• _EXERCISE AIM_
Copy the data from the line that contains "compact like (317,285)." to its last line, exactly, including both of those lines and leaving out everything before.
━━━━━ RECORD EXCERPTS ━━━━━
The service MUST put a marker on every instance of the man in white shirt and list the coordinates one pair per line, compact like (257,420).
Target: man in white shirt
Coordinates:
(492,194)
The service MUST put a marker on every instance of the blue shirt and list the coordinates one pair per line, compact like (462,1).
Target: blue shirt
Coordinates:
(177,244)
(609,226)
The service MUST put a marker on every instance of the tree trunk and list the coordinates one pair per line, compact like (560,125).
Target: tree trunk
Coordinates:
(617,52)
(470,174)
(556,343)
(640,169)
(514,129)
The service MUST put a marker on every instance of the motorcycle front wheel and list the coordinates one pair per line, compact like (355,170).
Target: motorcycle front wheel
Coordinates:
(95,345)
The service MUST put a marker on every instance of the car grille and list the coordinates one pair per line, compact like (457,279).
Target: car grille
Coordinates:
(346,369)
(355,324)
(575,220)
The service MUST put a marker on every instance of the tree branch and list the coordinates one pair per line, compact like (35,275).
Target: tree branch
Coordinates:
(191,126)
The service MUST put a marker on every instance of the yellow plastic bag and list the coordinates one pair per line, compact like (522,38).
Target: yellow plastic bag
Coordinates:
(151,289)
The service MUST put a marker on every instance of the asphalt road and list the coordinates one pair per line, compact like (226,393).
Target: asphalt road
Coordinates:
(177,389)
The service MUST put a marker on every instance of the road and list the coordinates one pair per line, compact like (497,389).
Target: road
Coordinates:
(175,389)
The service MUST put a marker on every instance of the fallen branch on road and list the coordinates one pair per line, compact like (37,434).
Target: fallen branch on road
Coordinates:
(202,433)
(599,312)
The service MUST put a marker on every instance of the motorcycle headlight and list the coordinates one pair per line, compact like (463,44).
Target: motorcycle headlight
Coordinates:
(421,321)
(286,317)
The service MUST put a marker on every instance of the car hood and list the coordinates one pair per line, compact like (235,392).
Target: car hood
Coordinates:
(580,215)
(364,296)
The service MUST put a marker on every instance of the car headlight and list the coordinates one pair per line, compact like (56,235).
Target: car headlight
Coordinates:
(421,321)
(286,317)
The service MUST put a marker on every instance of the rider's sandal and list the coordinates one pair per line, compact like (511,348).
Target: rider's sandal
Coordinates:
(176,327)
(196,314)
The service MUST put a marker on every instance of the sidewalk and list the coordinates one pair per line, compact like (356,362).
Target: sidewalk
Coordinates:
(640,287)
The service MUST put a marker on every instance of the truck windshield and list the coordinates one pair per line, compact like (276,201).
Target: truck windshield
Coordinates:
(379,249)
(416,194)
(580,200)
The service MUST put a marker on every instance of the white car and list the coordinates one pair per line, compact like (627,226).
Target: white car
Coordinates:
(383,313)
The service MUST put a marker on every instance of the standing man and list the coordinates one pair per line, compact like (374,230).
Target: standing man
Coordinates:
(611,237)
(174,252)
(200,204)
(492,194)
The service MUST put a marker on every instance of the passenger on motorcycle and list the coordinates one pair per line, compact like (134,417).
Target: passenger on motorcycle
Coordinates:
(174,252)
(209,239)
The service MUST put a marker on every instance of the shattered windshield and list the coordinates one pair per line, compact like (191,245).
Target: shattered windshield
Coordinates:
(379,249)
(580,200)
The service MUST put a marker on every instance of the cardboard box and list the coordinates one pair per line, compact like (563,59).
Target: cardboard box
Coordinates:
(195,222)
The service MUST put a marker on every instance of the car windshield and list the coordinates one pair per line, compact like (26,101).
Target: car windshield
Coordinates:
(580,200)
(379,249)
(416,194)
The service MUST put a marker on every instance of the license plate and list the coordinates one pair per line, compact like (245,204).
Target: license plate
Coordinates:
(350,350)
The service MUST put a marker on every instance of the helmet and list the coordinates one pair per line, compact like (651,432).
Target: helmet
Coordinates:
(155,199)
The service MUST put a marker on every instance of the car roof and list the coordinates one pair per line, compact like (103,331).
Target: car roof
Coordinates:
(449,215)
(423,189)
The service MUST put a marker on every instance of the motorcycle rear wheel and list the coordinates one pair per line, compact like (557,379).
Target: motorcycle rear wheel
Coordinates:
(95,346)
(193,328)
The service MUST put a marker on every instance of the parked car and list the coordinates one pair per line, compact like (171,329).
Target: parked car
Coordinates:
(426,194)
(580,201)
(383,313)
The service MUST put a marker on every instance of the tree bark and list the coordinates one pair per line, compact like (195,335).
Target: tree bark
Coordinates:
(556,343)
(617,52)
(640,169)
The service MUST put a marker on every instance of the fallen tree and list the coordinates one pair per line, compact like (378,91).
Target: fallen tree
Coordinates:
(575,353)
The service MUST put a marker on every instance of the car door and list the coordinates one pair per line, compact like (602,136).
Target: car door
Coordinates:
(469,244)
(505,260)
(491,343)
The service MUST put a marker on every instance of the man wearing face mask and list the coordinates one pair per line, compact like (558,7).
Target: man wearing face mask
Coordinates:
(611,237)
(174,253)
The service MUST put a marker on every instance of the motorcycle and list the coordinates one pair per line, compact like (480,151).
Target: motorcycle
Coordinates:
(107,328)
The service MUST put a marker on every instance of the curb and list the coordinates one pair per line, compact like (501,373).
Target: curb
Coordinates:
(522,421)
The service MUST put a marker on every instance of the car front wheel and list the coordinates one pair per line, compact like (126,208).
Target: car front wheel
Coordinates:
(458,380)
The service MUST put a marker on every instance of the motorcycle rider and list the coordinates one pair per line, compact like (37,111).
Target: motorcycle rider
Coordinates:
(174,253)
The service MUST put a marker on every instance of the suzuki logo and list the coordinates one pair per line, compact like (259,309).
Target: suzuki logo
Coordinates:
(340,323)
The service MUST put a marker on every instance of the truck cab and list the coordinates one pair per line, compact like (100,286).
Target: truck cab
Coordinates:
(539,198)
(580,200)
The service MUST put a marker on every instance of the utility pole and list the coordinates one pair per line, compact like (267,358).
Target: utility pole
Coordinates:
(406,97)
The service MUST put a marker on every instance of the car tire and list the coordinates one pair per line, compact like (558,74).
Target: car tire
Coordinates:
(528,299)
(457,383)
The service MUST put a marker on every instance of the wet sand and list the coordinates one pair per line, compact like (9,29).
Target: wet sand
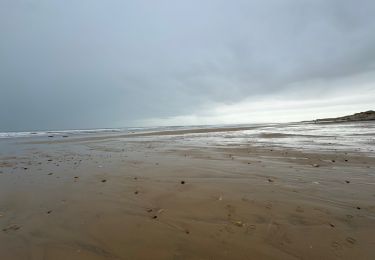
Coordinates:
(153,196)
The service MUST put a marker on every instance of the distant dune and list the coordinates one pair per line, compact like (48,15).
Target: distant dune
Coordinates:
(362,116)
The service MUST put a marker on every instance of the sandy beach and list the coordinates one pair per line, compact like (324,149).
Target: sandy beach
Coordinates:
(185,194)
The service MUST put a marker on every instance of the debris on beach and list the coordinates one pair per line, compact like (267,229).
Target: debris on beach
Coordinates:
(12,227)
(238,223)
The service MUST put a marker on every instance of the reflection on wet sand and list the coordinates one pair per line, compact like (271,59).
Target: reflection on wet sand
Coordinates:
(185,196)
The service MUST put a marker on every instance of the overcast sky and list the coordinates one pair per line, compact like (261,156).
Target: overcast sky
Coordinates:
(112,63)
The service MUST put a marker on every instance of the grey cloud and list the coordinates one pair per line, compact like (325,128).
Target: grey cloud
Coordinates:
(81,64)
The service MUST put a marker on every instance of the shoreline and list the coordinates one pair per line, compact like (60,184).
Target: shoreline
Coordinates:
(173,197)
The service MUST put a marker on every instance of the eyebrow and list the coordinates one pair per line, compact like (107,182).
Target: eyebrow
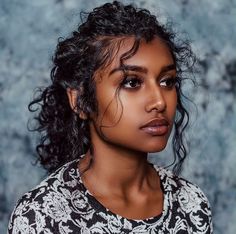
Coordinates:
(140,69)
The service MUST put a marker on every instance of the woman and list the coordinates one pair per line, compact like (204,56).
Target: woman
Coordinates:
(115,96)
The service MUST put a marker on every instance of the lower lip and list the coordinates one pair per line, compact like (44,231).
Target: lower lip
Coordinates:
(156,131)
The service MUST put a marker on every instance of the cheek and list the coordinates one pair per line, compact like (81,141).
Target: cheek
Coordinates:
(172,104)
(110,108)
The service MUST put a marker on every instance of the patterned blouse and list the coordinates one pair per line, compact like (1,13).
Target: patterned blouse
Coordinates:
(62,204)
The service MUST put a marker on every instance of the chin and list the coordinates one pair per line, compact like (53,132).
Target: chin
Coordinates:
(156,148)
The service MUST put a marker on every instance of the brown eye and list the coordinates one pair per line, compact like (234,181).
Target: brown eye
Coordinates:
(168,82)
(131,82)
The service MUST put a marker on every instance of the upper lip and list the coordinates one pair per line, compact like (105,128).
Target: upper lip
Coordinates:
(156,122)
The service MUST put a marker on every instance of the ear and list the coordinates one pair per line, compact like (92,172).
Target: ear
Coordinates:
(73,96)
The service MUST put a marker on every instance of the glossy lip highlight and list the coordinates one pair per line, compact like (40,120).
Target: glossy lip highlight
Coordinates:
(156,127)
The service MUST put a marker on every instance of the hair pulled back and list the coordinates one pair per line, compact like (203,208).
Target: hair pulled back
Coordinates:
(64,135)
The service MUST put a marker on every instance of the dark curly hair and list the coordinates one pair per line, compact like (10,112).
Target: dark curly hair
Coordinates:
(64,135)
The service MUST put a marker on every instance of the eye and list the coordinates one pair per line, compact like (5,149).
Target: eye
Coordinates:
(131,82)
(168,83)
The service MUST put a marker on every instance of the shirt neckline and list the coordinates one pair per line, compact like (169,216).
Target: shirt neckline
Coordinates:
(99,207)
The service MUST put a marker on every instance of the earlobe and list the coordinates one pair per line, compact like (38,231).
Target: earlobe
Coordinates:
(73,96)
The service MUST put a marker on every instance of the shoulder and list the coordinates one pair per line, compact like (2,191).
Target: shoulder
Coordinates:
(47,204)
(181,187)
(188,201)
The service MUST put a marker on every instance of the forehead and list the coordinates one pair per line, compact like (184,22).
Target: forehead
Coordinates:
(154,53)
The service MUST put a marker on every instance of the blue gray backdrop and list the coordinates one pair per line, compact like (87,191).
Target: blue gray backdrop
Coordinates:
(28,34)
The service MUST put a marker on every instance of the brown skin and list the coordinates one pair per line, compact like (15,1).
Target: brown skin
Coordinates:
(120,176)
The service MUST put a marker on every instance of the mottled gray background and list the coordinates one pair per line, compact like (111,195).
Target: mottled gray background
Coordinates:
(28,34)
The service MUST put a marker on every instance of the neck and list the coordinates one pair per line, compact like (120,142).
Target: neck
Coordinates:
(123,170)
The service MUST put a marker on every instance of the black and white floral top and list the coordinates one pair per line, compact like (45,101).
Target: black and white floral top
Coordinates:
(62,204)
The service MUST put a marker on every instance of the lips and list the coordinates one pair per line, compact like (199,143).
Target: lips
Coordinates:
(156,127)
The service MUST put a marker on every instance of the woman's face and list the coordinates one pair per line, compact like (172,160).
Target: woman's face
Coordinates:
(139,116)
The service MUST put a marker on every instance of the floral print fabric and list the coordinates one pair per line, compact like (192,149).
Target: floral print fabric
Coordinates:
(62,204)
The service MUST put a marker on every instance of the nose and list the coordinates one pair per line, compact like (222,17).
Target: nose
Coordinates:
(156,100)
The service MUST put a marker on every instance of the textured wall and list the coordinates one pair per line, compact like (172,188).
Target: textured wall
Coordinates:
(28,33)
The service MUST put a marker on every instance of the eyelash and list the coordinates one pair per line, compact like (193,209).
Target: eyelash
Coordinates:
(172,82)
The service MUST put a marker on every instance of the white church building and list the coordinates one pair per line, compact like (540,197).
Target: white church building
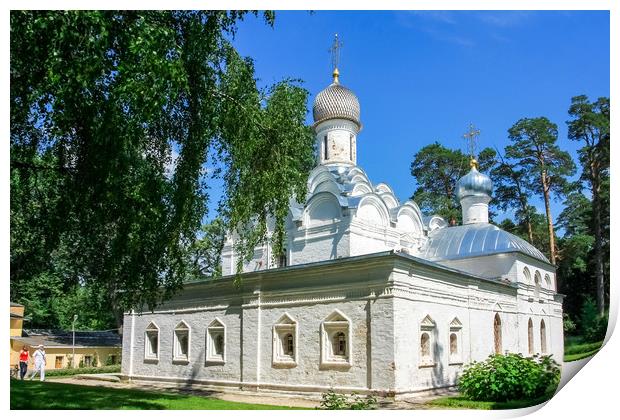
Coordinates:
(371,296)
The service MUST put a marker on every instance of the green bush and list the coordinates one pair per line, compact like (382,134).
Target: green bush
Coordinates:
(569,325)
(582,348)
(332,401)
(509,377)
(593,326)
(87,370)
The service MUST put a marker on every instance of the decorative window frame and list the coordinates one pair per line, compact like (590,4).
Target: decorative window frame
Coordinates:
(176,357)
(333,324)
(456,328)
(427,326)
(281,329)
(544,349)
(148,355)
(215,329)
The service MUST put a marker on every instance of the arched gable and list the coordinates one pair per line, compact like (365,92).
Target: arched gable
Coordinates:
(383,188)
(360,189)
(322,208)
(372,209)
(318,175)
(389,199)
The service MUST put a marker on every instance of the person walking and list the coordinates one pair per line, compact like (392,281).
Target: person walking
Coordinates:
(24,358)
(39,362)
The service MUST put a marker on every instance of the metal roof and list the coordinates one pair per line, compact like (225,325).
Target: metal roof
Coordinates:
(476,239)
(55,338)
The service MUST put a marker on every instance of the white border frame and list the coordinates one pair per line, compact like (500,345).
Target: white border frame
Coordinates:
(175,356)
(147,342)
(285,325)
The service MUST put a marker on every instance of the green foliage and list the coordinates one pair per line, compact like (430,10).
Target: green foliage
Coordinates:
(120,120)
(83,370)
(333,401)
(36,395)
(590,126)
(509,377)
(437,170)
(593,327)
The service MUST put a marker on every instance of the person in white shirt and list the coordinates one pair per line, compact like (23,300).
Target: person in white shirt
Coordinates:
(39,362)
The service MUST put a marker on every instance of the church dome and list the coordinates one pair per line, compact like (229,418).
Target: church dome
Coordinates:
(336,101)
(474,183)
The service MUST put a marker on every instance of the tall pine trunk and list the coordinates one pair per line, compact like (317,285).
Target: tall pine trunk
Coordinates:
(598,241)
(545,185)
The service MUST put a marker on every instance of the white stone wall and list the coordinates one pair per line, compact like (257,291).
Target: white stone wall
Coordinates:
(386,298)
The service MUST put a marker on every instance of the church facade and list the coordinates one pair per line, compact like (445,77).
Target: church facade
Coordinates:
(370,296)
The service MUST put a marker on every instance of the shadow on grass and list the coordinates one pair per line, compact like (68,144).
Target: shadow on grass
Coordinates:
(57,396)
(464,402)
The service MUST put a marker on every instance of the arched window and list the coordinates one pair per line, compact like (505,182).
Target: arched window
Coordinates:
━━━━━
• _PROBLEM SOLUTION_
The service MUST put a marker on every instance of the tall pine trunk and list the coordinates one pair per line, compact like (317,285).
Target: tall pine trunk
Coordinates:
(598,241)
(545,185)
The service MUST put a marker on every instance of the white stone wall and list the coordinates one pair per line, compact like (257,291).
Target: white stone wall
Coordinates:
(386,298)
The service MUST put a marker on every instance of the church facade and list the coordinates one pair per line, compact like (445,77).
Target: church facade
Coordinates:
(370,296)
The service MUST put a marker on every instance of the shadow on grass and list the coordinates one pair per line, compact like (68,144).
Target: shadow on grass
Coordinates:
(57,396)
(464,402)
The service MUST put a marker on every instance of the arched window and list the coordinates one pair per line, compact like (505,182).
Target: arched window
Coordinates:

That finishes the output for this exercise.